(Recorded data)
|---|

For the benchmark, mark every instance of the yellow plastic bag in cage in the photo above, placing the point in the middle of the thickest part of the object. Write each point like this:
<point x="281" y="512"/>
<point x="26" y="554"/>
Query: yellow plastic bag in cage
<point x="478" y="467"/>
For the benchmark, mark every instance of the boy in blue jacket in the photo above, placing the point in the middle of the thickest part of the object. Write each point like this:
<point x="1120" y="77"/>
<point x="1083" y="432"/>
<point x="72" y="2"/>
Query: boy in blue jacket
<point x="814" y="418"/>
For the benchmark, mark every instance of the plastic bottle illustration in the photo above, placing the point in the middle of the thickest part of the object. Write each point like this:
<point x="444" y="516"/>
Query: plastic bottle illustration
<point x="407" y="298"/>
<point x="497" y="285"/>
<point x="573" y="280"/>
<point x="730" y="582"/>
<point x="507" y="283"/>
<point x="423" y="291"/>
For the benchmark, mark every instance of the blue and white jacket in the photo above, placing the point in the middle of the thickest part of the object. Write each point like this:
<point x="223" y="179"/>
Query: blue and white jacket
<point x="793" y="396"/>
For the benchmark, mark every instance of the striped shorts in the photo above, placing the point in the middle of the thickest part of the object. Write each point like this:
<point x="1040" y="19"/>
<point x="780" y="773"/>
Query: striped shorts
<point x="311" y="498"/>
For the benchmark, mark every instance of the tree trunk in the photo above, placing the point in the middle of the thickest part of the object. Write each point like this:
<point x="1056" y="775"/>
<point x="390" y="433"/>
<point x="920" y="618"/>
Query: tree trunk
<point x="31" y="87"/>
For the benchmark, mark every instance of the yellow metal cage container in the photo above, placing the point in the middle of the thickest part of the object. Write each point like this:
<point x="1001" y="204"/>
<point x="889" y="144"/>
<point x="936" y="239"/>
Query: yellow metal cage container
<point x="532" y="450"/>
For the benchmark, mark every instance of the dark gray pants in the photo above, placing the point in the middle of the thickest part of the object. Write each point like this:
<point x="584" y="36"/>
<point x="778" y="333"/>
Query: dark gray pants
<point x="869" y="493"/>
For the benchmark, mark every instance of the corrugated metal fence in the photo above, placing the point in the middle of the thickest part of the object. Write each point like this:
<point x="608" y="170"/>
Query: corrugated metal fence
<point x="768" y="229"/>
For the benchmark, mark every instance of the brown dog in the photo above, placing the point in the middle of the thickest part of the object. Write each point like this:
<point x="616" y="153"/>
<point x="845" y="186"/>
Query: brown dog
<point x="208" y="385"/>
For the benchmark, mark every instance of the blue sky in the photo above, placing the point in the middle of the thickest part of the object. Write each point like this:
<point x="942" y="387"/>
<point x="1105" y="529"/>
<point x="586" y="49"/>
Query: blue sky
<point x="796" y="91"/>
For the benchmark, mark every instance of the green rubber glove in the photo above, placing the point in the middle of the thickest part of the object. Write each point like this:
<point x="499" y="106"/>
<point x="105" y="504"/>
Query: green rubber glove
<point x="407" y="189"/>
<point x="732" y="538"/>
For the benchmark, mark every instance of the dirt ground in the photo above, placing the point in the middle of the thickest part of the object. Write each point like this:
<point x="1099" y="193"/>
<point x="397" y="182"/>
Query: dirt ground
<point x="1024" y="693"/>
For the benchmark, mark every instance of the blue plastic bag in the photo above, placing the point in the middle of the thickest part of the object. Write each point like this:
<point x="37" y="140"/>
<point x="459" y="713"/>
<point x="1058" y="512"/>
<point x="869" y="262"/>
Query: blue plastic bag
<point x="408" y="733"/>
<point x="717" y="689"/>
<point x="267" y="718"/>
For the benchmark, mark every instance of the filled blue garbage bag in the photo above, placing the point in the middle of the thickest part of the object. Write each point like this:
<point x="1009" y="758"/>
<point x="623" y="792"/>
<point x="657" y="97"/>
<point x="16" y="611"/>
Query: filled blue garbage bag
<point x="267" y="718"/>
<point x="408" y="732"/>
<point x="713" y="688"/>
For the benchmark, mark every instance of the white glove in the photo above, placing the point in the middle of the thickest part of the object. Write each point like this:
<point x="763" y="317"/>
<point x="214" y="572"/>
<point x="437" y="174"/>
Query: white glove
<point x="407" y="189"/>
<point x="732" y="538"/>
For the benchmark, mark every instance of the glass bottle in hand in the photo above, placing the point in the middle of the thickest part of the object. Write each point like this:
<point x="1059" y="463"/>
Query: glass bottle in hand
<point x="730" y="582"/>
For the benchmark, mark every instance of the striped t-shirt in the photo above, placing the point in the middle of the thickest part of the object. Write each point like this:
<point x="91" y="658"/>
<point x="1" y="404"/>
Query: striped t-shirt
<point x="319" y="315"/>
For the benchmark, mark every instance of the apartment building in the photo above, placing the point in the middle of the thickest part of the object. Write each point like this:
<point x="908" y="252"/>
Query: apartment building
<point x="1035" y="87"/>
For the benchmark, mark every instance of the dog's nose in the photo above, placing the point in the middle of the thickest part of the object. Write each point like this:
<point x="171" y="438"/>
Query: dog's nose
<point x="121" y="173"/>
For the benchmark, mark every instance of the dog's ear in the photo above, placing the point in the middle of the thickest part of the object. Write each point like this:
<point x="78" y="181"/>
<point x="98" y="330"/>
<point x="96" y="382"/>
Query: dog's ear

|---|

Every record should be given again exactly.

In response
For the benchmark, mark every instance of the yellow plastic bag in cage in the photo above, placing the point in the middle of the thickest part of the object. Write each point like this:
<point x="281" y="512"/>
<point x="26" y="554"/>
Query: yellow plastic bag in cage
<point x="478" y="467"/>
For the benchmark, mark every instance of the boy in blue jacket in the photo above, placing the point in the middle of the thickest part of the object. Write each point like this:
<point x="1120" y="77"/>
<point x="1083" y="432"/>
<point x="72" y="2"/>
Query: boy in blue jacket
<point x="814" y="418"/>
For the benchmark, mark every instance of the plastic bottle illustration in the photo above, placing the point in the middle of the thickest part of the object. Write each point like this:
<point x="444" y="516"/>
Query: plastic bottle illustration
<point x="407" y="298"/>
<point x="497" y="285"/>
<point x="573" y="280"/>
<point x="730" y="582"/>
<point x="507" y="283"/>
<point x="423" y="291"/>
For the benchmark, mark every instance of the blue and white jacket in the photo above, placing the point in the middle of the thickest part of the object. Write each point like this:
<point x="223" y="179"/>
Query: blue and white jacket
<point x="793" y="396"/>
For the benchmark, mark every instance of the striped shorts in the photo above, placing the point in the middle of the thickest part of the object. Write each point like this:
<point x="1040" y="19"/>
<point x="780" y="773"/>
Query: striped shorts
<point x="311" y="498"/>
For the benchmark, mark every instance of the tree trunk in the photo above, placing the point in the middle of the thickest part of the object. Write each point like this:
<point x="1056" y="775"/>
<point x="390" y="433"/>
<point x="920" y="618"/>
Query: tree trunk
<point x="31" y="87"/>
For the benchmark, mark every instance of the yellow metal cage container in the photo above, placing the point in the middle of the thickest part of the object. Write each point like this:
<point x="1001" y="204"/>
<point x="889" y="144"/>
<point x="936" y="239"/>
Query: yellow metal cage container
<point x="532" y="450"/>
For the benchmark, mark every instance of the dark gray pants in the photo above, placing the point in the middle of the thickest part of the object. Write each point like this:
<point x="584" y="36"/>
<point x="778" y="333"/>
Query: dark gray pants
<point x="869" y="493"/>
For the benchmark, mark every instance of the corrugated metal fence in the photo above, placing the point in the middle of the thickest part of the object. Write each point like this:
<point x="608" y="170"/>
Query: corrugated metal fence
<point x="768" y="229"/>
For the benchmark, mark every instance of the brown dog in the photo above, placing the point in the middle of the thickest part of the object. Write each point like this:
<point x="616" y="153"/>
<point x="845" y="186"/>
Query: brown dog
<point x="208" y="385"/>
For the benchmark, mark every instance of the blue sky in the photo above, placing the point in the middle of the thickest part of the object. Write each point like this:
<point x="942" y="387"/>
<point x="1105" y="529"/>
<point x="586" y="49"/>
Query: blue sky
<point x="796" y="91"/>
For the benchmark, mark every instance of the green rubber glove in the photo above, placing the point in the middle of the thickest part of the object. Write each point like this:
<point x="499" y="106"/>
<point x="105" y="504"/>
Query: green rubber glove
<point x="407" y="189"/>
<point x="732" y="538"/>
For the benchmark, mark every instance of the dirt ground in the photo above, placing the point in the middle of the thickest part of the object. Write each point like this:
<point x="1099" y="193"/>
<point x="397" y="182"/>
Query: dirt ground
<point x="1024" y="693"/>
For the benchmark, mark every instance of the blue plastic bag in the photo above, placing the point in the middle of the thickest part of the object. Write each point like this:
<point x="37" y="140"/>
<point x="459" y="713"/>
<point x="1058" y="512"/>
<point x="869" y="262"/>
Query: blue plastic bag
<point x="408" y="733"/>
<point x="717" y="689"/>
<point x="267" y="718"/>
For the benchmark, mark every instance of the filled blue garbage bag in the photo above, placing the point in the middle of the thickest part of the object. Write each point like this:
<point x="1009" y="758"/>
<point x="623" y="792"/>
<point x="657" y="97"/>
<point x="16" y="611"/>
Query: filled blue garbage bag
<point x="267" y="718"/>
<point x="408" y="732"/>
<point x="713" y="688"/>
For the benchmark, mark every instance of the white glove in the photo above, placing the point in the middle of the thickest part of the object. Write each point like this:
<point x="763" y="317"/>
<point x="214" y="572"/>
<point x="437" y="174"/>
Query: white glove
<point x="407" y="189"/>
<point x="732" y="538"/>
For the benchmark, mark every instance of the glass bottle in hand in the photo above, placing the point in the middle of the thickest part of the object. Write each point like this:
<point x="1059" y="463"/>
Query: glass bottle in hand
<point x="730" y="582"/>
For the benchmark, mark every instance of the striped t-shirt in the photo above, placing the point in the middle of the thickest part of the object. Write each point like this:
<point x="91" y="658"/>
<point x="1" y="404"/>
Query: striped t-shirt
<point x="319" y="315"/>
For the benchmark, mark every instance of the apartment building in the photo above, placing the point in the middle of the thickest part of the object. Write each point like this:
<point x="908" y="252"/>
Query: apartment building
<point x="1035" y="87"/>
For the benchmark, mark every instance of the dog's nose in the photo above, placing the point in the middle of the thickest part of the object. Write each point like this:
<point x="171" y="438"/>
Query: dog's nose
<point x="121" y="173"/>
For the benchmark, mark every instance of the dog's ear in the photo above, placing the point in the middle of the thickest part of the object. Write each point like this:
<point x="78" y="181"/>
<point x="98" y="330"/>
<point x="96" y="382"/>
Query: dog's ear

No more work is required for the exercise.